Records from a data source:
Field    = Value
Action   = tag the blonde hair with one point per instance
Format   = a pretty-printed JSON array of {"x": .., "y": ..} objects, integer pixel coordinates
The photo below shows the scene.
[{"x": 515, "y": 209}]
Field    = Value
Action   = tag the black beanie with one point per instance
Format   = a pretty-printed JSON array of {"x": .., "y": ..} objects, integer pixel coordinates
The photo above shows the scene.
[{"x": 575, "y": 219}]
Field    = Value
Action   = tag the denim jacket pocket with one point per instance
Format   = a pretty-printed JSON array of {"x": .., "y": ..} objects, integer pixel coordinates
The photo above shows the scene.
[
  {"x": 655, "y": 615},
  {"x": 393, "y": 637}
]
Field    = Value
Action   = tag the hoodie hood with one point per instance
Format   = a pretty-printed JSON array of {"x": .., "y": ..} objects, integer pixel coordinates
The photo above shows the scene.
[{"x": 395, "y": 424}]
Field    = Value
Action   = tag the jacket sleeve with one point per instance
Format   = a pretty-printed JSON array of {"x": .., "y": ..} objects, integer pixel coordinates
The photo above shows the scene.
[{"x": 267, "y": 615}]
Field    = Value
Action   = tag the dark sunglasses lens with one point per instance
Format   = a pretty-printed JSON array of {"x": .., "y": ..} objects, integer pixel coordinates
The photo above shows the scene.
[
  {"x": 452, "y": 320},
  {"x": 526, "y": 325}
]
--
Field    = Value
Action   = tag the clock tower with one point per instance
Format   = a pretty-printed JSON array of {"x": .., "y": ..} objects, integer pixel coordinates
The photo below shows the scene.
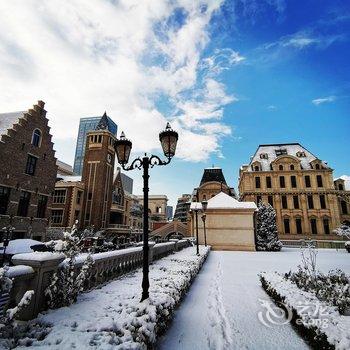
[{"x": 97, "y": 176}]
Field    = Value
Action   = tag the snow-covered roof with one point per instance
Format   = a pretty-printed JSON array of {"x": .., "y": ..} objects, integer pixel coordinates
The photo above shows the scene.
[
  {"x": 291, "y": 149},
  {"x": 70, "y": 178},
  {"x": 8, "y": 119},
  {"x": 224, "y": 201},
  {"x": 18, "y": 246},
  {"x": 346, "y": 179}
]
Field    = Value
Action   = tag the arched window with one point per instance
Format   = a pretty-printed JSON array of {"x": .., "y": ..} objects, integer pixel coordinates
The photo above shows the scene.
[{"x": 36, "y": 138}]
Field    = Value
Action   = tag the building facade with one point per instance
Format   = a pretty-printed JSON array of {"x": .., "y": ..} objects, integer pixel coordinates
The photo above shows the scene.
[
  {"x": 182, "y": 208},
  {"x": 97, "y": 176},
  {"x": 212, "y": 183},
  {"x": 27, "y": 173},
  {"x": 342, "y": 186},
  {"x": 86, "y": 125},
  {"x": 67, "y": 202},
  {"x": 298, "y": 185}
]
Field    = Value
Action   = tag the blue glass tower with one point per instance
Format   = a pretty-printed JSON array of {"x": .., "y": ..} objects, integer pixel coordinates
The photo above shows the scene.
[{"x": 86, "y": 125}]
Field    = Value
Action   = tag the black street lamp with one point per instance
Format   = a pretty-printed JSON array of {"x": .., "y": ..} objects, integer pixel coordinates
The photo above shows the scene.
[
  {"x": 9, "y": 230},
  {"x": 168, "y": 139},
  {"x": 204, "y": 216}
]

■ Work request ■
Read the data above. Pull out each line in which the string "with" appears.

■ Answer box ■
Action   = tag the blonde hair with one point per instance
Action   = tag the black beanie with one point per instance
Action   = tag the denim jacket pocket with one point per instance
Action   = tag the hoodie hood with one point per instance
Action   = tag the jacket sleeve with one point per instance
Action   = tag the dark sunglasses lens with one point per instance
Action   = tag the clock tower with one point per instance
Action   = tag the snow-covered roof with one point per instance
Action   = tag the arched window with one point per instance
Action   = tag the building facade with one point per instance
Action   = tag the blue glass tower with one point per instance
Action   = tag the black street lamp with one point per instance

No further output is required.